• **WHAT THE EXERCISE ASKS**
Across the whole listing, copy out every line that includes the string "below".

• **DATA RECORDS**
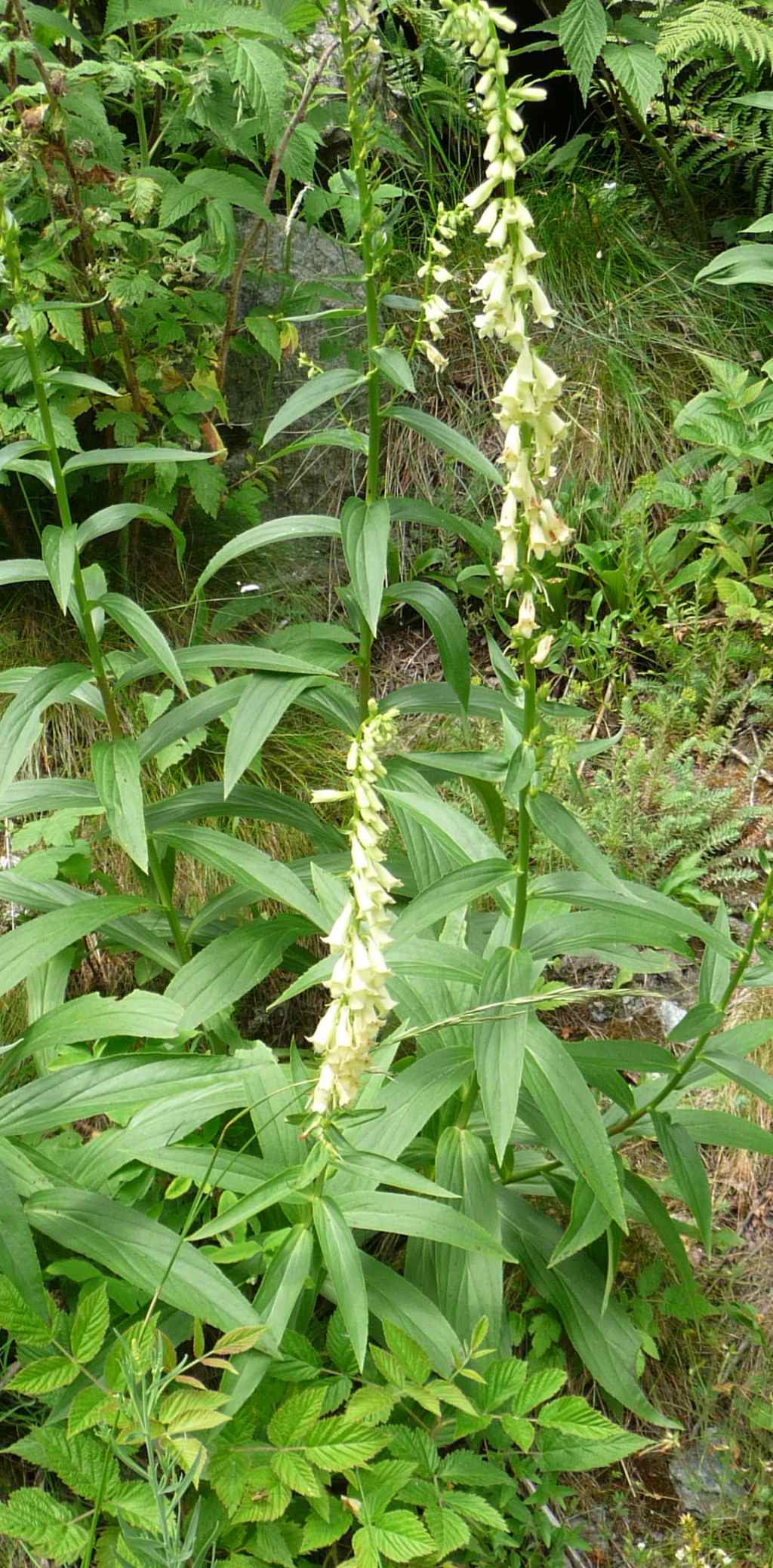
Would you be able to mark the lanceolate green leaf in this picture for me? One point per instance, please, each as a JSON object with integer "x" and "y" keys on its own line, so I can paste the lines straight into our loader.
{"x": 343, "y": 1264}
{"x": 560, "y": 829}
{"x": 267, "y": 533}
{"x": 607, "y": 1342}
{"x": 141, "y": 1015}
{"x": 365, "y": 541}
{"x": 58, "y": 552}
{"x": 250, "y": 868}
{"x": 228, "y": 968}
{"x": 411, "y": 1098}
{"x": 448, "y": 628}
{"x": 454, "y": 891}
{"x": 36, "y": 941}
{"x": 678, "y": 922}
{"x": 259, "y": 709}
{"x": 449, "y": 441}
{"x": 146, "y": 634}
{"x": 247, "y": 800}
{"x": 570, "y": 1109}
{"x": 310, "y": 397}
{"x": 270, "y": 1192}
{"x": 403, "y": 1214}
{"x": 23, "y": 571}
{"x": 193, "y": 714}
{"x": 110, "y": 519}
{"x": 141, "y": 1252}
{"x": 687, "y": 1169}
{"x": 113, "y": 457}
{"x": 582, "y": 30}
{"x": 116, "y": 776}
{"x": 470, "y": 1284}
{"x": 500, "y": 1035}
{"x": 113, "y": 1087}
{"x": 396, "y": 1300}
{"x": 19, "y": 725}
{"x": 662, "y": 1223}
{"x": 17, "y": 1256}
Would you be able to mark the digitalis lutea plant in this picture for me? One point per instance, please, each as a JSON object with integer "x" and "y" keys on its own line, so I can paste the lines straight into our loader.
{"x": 347, "y": 1032}
{"x": 507, "y": 295}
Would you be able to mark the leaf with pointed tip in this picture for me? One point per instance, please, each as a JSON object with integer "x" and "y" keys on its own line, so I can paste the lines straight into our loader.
{"x": 500, "y": 1035}
{"x": 573, "y": 1118}
{"x": 267, "y": 533}
{"x": 23, "y": 571}
{"x": 58, "y": 552}
{"x": 33, "y": 942}
{"x": 364, "y": 533}
{"x": 448, "y": 628}
{"x": 250, "y": 868}
{"x": 448, "y": 439}
{"x": 112, "y": 457}
{"x": 687, "y": 1169}
{"x": 228, "y": 968}
{"x": 143, "y": 1252}
{"x": 17, "y": 1256}
{"x": 311, "y": 395}
{"x": 257, "y": 712}
{"x": 145, "y": 632}
{"x": 21, "y": 721}
{"x": 343, "y": 1264}
{"x": 115, "y": 766}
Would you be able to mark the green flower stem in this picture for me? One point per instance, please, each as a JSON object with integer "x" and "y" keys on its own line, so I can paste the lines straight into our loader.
{"x": 359, "y": 162}
{"x": 524, "y": 822}
{"x": 137, "y": 96}
{"x": 695, "y": 1051}
{"x": 165, "y": 899}
{"x": 113, "y": 718}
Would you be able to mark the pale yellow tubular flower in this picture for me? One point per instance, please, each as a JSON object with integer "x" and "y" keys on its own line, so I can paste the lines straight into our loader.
{"x": 359, "y": 999}
{"x": 509, "y": 294}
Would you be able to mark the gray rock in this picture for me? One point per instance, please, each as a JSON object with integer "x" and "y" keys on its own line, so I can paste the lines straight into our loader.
{"x": 703, "y": 1474}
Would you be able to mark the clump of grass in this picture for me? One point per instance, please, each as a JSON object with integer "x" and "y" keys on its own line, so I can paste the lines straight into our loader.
{"x": 629, "y": 327}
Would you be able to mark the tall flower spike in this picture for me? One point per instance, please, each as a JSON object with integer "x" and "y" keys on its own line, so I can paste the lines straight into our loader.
{"x": 359, "y": 999}
{"x": 507, "y": 295}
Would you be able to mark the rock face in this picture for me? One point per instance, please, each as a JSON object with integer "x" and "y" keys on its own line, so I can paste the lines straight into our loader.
{"x": 303, "y": 275}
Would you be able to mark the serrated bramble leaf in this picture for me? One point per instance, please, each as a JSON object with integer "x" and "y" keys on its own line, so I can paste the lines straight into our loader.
{"x": 325, "y": 1533}
{"x": 582, "y": 32}
{"x": 192, "y": 1410}
{"x": 294, "y": 1471}
{"x": 19, "y": 1319}
{"x": 35, "y": 1518}
{"x": 82, "y": 1462}
{"x": 339, "y": 1443}
{"x": 537, "y": 1388}
{"x": 410, "y": 1355}
{"x": 297, "y": 1416}
{"x": 45, "y": 1376}
{"x": 90, "y": 1324}
{"x": 519, "y": 1431}
{"x": 449, "y": 1530}
{"x": 400, "y": 1536}
{"x": 372, "y": 1404}
{"x": 90, "y": 1407}
{"x": 479, "y": 1511}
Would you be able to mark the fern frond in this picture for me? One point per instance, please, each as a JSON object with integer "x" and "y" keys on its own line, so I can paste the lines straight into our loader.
{"x": 687, "y": 30}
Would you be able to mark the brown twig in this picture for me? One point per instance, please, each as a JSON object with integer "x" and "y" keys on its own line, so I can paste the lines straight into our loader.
{"x": 599, "y": 717}
{"x": 84, "y": 229}
{"x": 254, "y": 228}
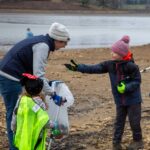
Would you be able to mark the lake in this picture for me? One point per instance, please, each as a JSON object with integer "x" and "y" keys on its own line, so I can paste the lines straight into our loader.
{"x": 87, "y": 31}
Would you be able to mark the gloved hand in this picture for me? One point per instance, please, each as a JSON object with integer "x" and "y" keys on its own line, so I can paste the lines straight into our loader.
{"x": 58, "y": 100}
{"x": 55, "y": 130}
{"x": 73, "y": 66}
{"x": 121, "y": 87}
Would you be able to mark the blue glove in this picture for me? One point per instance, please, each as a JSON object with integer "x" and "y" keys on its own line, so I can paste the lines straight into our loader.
{"x": 73, "y": 66}
{"x": 57, "y": 99}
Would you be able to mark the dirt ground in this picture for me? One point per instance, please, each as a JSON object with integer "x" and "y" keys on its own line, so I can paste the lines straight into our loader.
{"x": 92, "y": 115}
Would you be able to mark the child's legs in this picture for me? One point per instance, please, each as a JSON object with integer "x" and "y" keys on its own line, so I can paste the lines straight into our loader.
{"x": 134, "y": 114}
{"x": 10, "y": 91}
{"x": 121, "y": 113}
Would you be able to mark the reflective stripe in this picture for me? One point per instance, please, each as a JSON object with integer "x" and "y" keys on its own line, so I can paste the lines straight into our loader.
{"x": 29, "y": 125}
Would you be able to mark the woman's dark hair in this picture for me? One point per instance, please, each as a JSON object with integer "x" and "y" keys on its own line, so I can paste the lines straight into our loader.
{"x": 32, "y": 86}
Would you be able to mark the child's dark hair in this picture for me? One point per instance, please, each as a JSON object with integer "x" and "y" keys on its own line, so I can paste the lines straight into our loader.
{"x": 33, "y": 85}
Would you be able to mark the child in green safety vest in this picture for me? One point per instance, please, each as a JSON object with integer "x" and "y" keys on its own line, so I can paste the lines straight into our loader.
{"x": 30, "y": 118}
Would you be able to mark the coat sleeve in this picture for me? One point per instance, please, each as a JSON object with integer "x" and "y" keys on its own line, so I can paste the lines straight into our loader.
{"x": 135, "y": 80}
{"x": 40, "y": 55}
{"x": 94, "y": 69}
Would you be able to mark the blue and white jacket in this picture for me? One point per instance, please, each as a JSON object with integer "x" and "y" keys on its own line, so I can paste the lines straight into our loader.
{"x": 28, "y": 56}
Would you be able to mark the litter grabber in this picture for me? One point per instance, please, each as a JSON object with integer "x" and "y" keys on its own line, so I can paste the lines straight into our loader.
{"x": 145, "y": 69}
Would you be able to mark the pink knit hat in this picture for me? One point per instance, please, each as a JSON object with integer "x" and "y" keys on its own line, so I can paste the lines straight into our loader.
{"x": 121, "y": 47}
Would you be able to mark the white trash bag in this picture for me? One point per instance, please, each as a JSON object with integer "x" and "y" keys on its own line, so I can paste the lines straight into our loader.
{"x": 60, "y": 113}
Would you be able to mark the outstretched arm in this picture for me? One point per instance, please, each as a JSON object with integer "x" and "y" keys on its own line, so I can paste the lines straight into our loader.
{"x": 92, "y": 69}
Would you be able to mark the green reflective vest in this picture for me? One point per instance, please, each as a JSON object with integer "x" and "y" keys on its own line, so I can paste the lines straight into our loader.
{"x": 31, "y": 121}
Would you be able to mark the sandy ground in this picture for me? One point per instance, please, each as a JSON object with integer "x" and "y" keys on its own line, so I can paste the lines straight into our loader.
{"x": 92, "y": 115}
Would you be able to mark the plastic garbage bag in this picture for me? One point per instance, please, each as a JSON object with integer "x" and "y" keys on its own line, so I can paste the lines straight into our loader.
{"x": 60, "y": 113}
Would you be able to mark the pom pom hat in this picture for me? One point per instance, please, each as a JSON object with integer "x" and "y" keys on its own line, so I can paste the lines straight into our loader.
{"x": 121, "y": 47}
{"x": 59, "y": 32}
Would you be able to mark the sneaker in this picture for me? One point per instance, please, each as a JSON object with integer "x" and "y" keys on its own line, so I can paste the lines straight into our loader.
{"x": 136, "y": 145}
{"x": 117, "y": 146}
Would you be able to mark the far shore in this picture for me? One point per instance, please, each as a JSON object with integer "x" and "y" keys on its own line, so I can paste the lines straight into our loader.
{"x": 80, "y": 12}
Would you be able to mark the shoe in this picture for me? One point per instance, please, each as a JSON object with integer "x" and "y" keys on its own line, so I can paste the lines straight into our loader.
{"x": 117, "y": 146}
{"x": 136, "y": 145}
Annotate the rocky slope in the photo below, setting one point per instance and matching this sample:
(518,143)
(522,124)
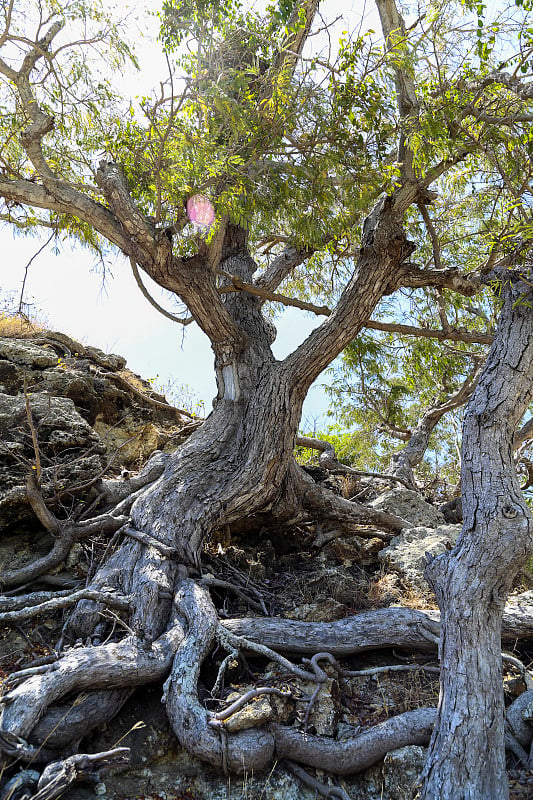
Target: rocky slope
(78,417)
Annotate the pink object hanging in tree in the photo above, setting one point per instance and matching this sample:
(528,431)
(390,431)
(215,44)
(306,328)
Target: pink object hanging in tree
(200,210)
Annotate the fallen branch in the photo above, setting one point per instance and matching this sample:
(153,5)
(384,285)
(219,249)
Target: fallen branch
(59,775)
(55,603)
(359,752)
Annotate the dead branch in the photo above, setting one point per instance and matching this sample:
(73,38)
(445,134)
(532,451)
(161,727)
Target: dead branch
(322,788)
(59,775)
(328,460)
(361,751)
(453,334)
(16,616)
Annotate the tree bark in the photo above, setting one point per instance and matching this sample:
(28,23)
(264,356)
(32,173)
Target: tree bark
(466,758)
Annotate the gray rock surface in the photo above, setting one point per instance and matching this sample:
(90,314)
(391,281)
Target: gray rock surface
(87,411)
(406,553)
(408,505)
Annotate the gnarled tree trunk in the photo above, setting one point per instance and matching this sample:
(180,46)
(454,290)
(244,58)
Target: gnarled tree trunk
(467,758)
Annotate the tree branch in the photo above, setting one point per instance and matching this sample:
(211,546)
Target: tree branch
(281,267)
(453,334)
(154,303)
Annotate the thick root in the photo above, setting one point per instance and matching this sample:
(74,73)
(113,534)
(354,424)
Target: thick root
(195,729)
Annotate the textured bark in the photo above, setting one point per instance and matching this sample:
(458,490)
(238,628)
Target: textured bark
(466,757)
(359,752)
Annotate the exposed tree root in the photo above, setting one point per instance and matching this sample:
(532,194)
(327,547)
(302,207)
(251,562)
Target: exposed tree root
(357,753)
(170,626)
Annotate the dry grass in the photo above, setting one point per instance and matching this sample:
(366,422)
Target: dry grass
(16,326)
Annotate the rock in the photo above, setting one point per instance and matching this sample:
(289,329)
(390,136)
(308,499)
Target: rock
(25,353)
(325,714)
(70,451)
(391,780)
(257,712)
(160,767)
(408,505)
(406,552)
(324,611)
(401,771)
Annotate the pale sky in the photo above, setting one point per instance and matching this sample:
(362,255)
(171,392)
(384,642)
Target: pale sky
(68,288)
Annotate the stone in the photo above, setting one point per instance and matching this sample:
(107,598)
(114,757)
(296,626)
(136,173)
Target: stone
(70,450)
(257,712)
(406,553)
(408,505)
(401,771)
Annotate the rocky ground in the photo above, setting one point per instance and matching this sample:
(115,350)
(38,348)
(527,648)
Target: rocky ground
(81,416)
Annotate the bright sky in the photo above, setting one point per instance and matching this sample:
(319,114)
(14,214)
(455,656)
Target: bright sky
(68,288)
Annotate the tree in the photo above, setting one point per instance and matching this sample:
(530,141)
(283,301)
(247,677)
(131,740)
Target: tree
(311,167)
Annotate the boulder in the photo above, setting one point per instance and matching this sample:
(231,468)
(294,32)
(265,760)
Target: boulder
(406,553)
(408,505)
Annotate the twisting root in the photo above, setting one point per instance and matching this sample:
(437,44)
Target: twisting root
(245,750)
(307,779)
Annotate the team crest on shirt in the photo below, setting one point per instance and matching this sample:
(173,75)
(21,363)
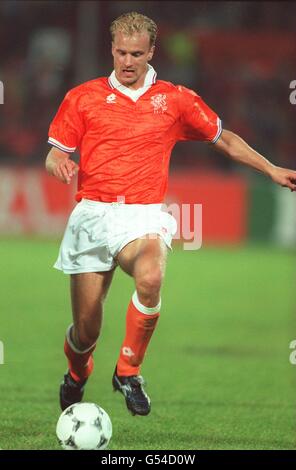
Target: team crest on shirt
(111,98)
(159,103)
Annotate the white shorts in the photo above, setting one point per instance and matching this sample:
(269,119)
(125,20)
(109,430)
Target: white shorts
(97,231)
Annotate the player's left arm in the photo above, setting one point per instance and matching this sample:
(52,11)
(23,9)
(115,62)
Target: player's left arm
(236,148)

• **EXERCISE RESPONSE**
Annotate the rocky slope in the photo below, setting one point per instance and matching this sample:
Annotate the team crest on shirt in the photo below, setting one point per instance and matching this sample:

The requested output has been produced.